But when he got to the recruiting station, he was stymied to find himself sitting with a Nachal Charedi rep, who didn’t stop pressuring him to join Nachal Charedi and forget about Golani.
This went on for a while and my son didn’t give in.
What neither of us knew at the time was that my son’s itty-bitty file with the police put him in a certain category with the IDF.
(And yes, I have a heter to discuss this, as stated at the beginning of Sharing What Burden Exactly? The Unspoken Elephant in the Room.)
How Any Kind of Police Record Affects Recruits from Charedi Families
Such a minor police file needn’t necessarily bother a secular recruit’s chances for a combat position (maybe yes, maybe no).
But because of the strictures of charedi society, even very minor offenses committed as much as a year or two before enlistment are considered serious signs of an insubordinate personality by the IDF. They look at it as relative to the fairly law-abiding community from which the recruit comes.
Furthermore, the secular extremists are well-aware that the charedi community doesn’t respect the laws of the Medinah if they contradict Torah Law.
So even if the young man is rebelling against the charedi community, the secularists feel the young man might be non-conformist in general, including against IDF protocols, and they prefer to have him ensconced within Nachal Charedi.
So if a young man from a charedi family has ANY kind of police record, the IDF wants him in Nachal Charedi.
(Ironically, this is also true even if the young man has committed serious offenses and comes from a disadvantaged background, the combination of which might actually make him more suitable for MAKAM. To Nachal Charedi he must go!)
And yes, this makes Nachal Charedi a mixed bag of young men from one extreme to another, which is something else that is hardly ever mentioned.
Nachal Charedi consists of recruits who come from charedi families; the recruit himself may not be charedi at all. It depends.
And just for knowing, I support Nachal Charedi for certain types of situations. For some, it can be an excellent option.

_ACTIONS TO TAKE_
**a)** In the Nachal Charedi text, write out everything from "And yes, this" down to "all. It depends.", swapping "mixed bag" for "assortment".
**b)** Condense the paragraph of the Nachal Charedi text that begins "But because of the strictures of charedi society" into a single shorter sentence that keeps its main facts.
**c)** According to the Nachal Charedi text, where does the IDF want a young man from a charedi family placed if he has any kind of police record?

_Boundary labeling items_

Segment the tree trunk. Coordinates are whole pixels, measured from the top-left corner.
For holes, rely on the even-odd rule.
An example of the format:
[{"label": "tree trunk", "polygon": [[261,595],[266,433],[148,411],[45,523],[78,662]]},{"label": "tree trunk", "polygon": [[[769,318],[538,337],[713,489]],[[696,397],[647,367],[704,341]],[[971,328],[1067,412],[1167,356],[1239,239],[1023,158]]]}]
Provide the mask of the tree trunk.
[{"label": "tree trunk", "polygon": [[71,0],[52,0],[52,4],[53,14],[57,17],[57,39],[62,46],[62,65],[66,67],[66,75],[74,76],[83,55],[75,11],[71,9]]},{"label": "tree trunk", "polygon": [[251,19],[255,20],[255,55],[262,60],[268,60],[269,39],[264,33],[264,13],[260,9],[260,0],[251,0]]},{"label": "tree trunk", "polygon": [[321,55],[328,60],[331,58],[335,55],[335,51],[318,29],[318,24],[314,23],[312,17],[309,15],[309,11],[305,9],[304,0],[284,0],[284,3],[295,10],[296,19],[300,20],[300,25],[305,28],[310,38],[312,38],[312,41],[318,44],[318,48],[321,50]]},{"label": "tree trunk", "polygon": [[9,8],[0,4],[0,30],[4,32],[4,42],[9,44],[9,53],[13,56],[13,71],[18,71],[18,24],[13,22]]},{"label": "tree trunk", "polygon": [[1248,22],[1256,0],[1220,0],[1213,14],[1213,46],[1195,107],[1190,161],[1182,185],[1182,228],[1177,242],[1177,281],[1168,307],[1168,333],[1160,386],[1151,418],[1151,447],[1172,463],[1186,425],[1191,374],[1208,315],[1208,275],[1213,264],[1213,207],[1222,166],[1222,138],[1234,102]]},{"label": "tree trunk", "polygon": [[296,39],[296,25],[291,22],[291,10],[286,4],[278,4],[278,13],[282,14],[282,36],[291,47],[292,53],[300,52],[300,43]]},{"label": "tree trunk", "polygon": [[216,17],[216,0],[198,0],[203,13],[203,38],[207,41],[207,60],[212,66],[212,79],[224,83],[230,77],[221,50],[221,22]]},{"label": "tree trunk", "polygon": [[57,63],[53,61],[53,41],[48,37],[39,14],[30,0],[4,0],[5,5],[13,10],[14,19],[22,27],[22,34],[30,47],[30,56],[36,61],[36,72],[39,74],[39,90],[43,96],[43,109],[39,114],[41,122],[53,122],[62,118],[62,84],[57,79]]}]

_SOLUTION LIST_
**a)**
And yes, this makes Nachal Charedi a assortment of young men from one extreme to another, which is something else that is hardly ever mentioned.
Nachal Charedi consists of recruits who come from charedi families; the recruit himself may not be charedi at all. It depends.

**b)** Because charedi society is strict, the IDF sees even minor offenses committed a year or two before enlistment as serious signs of an insubordinate personality, judging them against the fairly law-abiding community the recruit comes from.

**c)** In Nachal Charedi.